What to do ▸ Report every line of the data that includes "order".

Data under study ▸
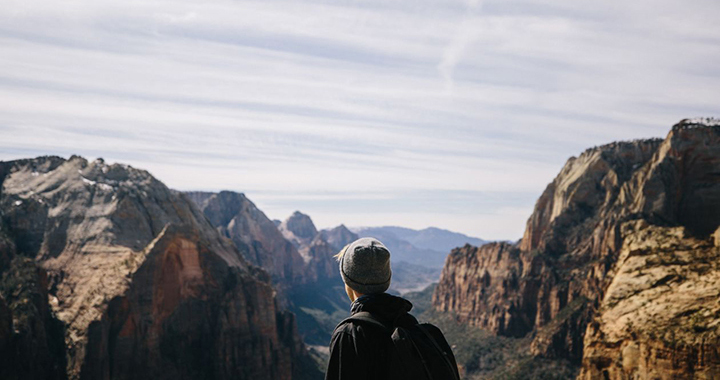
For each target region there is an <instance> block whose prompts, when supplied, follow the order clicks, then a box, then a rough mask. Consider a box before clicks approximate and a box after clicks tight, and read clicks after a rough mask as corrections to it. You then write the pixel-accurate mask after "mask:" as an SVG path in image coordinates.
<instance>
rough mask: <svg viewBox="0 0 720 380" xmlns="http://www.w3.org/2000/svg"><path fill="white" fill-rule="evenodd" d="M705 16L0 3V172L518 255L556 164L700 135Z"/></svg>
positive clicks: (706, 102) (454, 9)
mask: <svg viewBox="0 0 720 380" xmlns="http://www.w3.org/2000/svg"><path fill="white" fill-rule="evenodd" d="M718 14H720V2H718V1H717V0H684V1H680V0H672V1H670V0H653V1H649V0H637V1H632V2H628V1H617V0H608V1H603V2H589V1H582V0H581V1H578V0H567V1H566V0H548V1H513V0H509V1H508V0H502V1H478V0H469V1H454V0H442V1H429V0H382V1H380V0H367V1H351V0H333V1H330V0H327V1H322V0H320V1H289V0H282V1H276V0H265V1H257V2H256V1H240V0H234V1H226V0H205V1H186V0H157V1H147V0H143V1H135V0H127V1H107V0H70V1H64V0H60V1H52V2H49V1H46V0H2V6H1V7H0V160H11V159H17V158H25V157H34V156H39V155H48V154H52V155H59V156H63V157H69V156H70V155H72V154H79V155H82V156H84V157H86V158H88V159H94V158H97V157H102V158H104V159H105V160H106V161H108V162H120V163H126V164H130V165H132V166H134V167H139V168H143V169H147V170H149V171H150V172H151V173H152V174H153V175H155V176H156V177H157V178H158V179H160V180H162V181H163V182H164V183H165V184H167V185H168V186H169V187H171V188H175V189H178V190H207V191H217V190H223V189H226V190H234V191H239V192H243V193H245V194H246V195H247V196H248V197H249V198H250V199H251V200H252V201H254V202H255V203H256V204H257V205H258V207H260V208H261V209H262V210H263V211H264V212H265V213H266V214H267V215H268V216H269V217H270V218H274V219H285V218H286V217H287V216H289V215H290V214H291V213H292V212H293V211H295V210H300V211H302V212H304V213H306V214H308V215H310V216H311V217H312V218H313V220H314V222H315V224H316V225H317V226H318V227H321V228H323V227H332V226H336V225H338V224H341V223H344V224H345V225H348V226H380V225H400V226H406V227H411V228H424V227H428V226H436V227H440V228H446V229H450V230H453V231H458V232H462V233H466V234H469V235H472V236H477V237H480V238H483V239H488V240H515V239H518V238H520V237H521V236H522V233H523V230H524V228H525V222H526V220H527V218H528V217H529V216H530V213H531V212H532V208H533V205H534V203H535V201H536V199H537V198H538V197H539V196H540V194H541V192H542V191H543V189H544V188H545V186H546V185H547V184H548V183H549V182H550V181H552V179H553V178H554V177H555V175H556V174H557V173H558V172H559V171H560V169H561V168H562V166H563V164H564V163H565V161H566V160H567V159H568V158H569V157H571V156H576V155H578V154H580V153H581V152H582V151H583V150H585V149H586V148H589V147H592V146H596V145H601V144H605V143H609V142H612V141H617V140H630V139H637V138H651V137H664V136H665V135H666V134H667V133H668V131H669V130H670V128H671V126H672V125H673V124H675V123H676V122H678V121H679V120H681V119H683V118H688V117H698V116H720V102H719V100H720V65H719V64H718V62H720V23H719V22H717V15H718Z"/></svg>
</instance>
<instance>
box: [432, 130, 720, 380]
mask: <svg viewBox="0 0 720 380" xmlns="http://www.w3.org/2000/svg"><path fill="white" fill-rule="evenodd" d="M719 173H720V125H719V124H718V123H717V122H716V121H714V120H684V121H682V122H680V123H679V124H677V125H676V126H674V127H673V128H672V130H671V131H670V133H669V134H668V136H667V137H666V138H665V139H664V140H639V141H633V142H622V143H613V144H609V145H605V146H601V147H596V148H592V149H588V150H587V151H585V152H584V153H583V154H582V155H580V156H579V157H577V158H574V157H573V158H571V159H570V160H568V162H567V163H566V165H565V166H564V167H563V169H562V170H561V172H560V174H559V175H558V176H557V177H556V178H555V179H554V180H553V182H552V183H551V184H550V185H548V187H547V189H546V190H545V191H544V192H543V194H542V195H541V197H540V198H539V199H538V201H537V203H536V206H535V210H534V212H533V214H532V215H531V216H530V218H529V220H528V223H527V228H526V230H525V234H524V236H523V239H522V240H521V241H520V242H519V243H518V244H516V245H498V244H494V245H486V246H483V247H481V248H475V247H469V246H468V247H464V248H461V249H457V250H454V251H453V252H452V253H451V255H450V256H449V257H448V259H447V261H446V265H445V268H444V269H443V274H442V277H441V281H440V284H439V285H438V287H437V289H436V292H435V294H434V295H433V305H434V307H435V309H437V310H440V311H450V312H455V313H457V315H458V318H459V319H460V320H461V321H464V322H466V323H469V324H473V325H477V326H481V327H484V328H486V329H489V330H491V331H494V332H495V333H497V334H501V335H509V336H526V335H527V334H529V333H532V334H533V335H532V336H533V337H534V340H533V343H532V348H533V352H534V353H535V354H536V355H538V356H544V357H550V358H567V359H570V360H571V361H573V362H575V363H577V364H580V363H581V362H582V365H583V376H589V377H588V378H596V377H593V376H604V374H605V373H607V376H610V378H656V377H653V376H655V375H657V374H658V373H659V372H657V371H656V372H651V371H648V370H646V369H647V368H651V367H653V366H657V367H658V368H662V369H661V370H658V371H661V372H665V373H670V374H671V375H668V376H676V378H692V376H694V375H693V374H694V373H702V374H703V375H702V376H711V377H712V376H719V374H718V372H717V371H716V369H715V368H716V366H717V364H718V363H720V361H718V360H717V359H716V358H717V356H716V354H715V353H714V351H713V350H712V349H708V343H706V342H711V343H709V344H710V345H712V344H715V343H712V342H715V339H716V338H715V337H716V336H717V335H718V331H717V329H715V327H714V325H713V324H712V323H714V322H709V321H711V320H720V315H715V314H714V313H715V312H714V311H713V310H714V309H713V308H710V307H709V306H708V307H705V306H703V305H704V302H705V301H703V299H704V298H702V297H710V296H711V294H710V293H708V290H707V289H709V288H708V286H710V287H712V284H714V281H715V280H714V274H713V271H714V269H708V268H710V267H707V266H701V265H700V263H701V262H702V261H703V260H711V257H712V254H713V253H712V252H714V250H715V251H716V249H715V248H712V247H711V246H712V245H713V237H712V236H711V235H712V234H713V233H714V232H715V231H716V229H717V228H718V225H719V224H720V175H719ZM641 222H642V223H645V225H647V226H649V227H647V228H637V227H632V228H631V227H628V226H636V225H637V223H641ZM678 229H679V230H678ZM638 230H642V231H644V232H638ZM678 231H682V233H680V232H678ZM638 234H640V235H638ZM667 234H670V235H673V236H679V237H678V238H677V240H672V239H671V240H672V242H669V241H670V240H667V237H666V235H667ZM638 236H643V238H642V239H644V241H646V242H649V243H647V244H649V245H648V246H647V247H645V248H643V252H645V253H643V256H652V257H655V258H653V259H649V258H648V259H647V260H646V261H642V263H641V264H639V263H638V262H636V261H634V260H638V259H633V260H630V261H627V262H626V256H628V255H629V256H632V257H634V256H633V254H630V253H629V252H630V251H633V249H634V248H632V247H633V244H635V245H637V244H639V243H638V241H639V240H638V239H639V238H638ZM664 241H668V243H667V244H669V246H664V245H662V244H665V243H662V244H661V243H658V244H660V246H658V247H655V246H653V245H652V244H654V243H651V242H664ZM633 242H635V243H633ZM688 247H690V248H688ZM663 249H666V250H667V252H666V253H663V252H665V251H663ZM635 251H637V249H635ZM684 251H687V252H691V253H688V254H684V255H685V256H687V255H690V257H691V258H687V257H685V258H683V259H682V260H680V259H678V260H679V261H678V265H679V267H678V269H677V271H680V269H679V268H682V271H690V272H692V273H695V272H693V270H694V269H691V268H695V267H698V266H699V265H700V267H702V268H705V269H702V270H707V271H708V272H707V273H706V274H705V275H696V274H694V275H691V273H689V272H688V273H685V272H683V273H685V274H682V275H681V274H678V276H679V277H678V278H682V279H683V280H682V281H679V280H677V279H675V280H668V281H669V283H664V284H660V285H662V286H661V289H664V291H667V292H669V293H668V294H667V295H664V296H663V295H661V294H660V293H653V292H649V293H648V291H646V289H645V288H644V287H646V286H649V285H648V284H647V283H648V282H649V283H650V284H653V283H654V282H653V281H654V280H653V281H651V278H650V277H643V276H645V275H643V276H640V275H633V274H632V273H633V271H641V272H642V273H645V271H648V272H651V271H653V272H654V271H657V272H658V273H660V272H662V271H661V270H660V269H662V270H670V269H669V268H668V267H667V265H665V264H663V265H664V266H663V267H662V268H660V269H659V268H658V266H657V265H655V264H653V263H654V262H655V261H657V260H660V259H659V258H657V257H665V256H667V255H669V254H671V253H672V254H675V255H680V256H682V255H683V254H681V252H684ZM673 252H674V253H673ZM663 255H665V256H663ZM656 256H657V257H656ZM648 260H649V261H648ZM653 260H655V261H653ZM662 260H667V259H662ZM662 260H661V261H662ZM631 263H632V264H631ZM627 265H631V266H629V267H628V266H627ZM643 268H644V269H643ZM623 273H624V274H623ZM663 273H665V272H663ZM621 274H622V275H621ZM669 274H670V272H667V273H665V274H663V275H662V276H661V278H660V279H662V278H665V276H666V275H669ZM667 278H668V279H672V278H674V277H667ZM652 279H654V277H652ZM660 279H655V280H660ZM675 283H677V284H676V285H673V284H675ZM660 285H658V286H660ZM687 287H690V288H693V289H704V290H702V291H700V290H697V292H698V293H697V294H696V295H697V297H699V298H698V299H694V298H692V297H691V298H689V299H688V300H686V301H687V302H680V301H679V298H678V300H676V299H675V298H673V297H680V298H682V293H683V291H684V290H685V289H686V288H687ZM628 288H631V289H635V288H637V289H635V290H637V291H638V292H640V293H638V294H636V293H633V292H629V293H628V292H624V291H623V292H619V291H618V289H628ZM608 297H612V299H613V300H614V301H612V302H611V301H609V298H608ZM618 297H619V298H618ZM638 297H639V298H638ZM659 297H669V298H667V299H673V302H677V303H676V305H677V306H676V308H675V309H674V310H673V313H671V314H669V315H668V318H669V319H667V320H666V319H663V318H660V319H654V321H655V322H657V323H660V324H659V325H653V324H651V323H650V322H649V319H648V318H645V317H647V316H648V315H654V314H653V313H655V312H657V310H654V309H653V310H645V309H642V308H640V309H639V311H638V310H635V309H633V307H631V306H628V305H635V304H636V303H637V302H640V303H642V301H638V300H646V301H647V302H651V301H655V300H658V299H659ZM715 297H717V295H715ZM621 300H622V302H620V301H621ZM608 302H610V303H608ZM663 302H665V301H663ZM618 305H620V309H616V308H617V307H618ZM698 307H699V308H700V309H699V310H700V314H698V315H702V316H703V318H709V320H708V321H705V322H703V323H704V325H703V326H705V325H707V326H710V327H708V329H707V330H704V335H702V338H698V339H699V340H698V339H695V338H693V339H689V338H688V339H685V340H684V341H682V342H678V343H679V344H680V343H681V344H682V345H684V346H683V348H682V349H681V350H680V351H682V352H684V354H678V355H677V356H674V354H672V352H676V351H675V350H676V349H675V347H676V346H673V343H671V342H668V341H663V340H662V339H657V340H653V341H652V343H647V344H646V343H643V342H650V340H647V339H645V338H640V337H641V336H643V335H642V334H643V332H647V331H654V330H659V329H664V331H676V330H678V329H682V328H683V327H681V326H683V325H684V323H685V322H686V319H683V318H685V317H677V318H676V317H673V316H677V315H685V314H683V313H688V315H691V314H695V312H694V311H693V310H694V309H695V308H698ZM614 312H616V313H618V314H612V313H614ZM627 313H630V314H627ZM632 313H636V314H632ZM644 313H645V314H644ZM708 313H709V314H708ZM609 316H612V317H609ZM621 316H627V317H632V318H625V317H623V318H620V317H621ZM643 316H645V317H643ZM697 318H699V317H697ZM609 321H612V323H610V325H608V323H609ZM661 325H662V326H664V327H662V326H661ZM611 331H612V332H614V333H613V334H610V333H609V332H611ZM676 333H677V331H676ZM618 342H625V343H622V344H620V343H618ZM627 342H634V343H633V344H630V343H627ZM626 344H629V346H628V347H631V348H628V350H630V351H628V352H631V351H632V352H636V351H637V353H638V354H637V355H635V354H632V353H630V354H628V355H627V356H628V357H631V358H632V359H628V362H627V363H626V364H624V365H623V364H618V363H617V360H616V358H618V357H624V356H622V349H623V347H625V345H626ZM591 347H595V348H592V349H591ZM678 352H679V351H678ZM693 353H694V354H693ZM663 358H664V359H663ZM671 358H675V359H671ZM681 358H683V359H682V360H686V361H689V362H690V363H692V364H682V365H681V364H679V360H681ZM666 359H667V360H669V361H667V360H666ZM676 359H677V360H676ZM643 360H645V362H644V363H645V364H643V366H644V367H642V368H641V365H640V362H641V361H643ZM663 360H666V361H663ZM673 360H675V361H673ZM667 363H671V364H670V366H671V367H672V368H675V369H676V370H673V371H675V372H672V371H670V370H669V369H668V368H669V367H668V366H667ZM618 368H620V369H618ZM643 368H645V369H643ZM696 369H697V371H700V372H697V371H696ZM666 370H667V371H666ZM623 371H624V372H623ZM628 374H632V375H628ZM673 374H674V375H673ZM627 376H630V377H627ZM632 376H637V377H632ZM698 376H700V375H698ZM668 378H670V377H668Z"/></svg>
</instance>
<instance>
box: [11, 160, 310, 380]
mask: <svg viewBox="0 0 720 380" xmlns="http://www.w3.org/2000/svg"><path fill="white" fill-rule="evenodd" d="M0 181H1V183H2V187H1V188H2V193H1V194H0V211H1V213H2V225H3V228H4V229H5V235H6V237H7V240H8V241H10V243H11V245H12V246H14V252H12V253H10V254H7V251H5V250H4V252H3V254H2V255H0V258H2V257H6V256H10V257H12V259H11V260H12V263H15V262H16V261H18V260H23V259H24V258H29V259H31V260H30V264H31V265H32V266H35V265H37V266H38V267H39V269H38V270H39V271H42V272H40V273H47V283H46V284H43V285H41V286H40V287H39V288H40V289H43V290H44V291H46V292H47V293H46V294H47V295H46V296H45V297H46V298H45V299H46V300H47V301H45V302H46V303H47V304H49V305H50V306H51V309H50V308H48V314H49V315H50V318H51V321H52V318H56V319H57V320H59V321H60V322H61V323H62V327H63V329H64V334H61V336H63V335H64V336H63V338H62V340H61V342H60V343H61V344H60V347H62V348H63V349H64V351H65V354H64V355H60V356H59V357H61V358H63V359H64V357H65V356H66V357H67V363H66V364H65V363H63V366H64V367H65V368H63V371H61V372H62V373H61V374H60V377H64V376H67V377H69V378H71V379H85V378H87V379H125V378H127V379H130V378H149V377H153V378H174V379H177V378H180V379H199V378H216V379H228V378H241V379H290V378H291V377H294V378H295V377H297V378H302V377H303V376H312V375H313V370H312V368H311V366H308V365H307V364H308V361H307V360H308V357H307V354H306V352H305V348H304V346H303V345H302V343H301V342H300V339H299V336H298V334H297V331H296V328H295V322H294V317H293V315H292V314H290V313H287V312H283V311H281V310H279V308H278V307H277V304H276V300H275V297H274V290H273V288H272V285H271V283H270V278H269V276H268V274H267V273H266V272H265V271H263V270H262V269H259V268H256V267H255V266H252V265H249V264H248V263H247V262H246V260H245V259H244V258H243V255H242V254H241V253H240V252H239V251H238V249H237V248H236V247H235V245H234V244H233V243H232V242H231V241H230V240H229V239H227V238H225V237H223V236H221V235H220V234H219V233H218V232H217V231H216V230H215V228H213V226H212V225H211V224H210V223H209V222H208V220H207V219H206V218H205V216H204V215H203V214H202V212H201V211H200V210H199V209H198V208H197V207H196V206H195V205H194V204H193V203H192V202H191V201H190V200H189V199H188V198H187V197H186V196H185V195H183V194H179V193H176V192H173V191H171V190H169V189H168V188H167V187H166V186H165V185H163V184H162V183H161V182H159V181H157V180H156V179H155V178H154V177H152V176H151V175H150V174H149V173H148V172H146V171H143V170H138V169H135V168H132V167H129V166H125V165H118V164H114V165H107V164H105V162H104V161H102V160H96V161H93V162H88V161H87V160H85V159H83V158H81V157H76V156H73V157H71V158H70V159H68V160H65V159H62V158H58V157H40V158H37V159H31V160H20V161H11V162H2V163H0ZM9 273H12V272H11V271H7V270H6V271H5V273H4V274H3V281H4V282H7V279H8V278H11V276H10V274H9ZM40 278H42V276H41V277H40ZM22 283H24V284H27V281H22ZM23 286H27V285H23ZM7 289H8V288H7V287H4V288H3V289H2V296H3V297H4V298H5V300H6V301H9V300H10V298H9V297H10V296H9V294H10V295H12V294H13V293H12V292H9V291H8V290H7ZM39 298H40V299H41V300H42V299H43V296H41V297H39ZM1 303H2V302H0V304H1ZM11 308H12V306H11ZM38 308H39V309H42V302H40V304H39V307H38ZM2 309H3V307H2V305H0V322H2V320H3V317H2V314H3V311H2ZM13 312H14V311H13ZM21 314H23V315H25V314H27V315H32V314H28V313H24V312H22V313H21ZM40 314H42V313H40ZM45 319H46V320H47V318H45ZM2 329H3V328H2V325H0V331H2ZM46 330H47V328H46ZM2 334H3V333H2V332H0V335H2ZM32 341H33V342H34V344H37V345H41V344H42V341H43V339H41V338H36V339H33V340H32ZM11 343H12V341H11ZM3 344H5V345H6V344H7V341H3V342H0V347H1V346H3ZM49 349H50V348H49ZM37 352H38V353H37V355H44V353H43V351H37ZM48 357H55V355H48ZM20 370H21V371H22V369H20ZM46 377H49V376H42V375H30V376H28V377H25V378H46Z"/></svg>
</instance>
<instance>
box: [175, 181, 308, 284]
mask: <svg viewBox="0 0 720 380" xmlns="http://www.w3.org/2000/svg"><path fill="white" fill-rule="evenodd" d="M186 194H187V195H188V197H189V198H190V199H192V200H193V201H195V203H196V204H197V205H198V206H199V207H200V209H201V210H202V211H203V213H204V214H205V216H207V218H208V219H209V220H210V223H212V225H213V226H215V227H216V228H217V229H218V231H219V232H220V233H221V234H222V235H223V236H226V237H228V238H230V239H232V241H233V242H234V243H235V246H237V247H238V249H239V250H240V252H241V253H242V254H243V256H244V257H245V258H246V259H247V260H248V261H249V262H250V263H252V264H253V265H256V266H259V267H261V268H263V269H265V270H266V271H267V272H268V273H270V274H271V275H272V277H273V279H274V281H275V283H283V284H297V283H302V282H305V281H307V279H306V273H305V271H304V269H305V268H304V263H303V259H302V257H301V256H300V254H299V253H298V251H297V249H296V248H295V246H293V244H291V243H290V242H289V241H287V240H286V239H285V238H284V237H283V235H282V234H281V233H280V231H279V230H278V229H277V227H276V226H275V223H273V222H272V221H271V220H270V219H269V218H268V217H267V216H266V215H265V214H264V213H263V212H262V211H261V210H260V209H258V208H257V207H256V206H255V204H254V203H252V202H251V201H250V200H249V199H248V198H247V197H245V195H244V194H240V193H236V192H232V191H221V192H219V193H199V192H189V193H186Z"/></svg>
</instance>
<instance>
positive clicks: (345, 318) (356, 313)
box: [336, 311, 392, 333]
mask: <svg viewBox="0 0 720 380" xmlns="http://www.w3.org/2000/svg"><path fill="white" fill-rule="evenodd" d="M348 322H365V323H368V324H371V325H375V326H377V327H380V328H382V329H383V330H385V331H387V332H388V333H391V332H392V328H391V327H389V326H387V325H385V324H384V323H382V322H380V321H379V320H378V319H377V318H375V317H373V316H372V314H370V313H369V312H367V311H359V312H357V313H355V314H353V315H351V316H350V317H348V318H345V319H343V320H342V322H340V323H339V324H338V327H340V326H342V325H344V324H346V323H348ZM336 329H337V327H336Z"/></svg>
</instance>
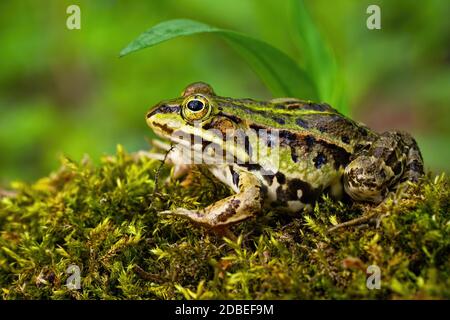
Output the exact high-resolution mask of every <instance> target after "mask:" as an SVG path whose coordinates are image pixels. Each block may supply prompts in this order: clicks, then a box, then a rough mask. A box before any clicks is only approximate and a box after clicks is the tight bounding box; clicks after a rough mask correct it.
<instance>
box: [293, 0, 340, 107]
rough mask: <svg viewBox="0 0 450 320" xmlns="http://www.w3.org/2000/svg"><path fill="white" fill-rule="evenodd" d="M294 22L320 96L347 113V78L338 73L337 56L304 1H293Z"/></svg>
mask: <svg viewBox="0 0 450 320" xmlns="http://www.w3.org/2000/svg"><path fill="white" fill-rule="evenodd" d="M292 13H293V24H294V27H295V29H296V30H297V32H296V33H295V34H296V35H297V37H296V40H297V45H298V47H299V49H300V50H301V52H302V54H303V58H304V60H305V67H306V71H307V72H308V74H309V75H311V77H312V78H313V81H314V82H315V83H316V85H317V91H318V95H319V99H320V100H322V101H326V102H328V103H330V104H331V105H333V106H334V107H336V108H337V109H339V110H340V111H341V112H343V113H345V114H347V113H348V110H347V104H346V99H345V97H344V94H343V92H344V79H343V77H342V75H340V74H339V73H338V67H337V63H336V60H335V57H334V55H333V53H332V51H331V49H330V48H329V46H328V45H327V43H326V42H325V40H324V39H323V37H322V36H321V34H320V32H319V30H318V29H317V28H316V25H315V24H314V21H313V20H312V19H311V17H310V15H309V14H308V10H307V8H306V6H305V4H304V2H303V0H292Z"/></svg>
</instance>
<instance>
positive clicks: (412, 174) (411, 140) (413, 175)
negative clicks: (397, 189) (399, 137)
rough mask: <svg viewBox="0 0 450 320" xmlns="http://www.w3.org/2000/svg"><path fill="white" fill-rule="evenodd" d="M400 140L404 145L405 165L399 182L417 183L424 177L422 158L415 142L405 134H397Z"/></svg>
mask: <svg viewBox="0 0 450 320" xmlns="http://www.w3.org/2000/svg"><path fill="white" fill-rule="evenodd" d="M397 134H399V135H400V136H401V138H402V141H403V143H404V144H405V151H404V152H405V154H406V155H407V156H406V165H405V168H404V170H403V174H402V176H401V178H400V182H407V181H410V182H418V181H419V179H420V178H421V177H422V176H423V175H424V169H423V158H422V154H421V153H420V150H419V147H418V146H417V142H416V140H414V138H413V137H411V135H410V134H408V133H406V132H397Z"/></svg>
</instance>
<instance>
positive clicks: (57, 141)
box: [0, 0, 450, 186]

Answer box ▸
For each target region there is an <instance> block whose prompts, when supplied, follow the order clicks, then a box, then a rough mask. Consider a box before clicks approximate and a box after clicks tight, and read clicks after a rough mask as corrections to it. You then write the pixel-accurate mask after "mask:" as an SVG path in image coordinates.
Output the exact high-resolution mask of every <instance> target after "mask:" as an SVG path whose coordinates are image pixels. Each block may supply prompts in this order: clicks, then a box, then a rough mask. A box before any clicks is only approximate and a box after clicks is the tight bounding box; clicks after a rough mask correct it.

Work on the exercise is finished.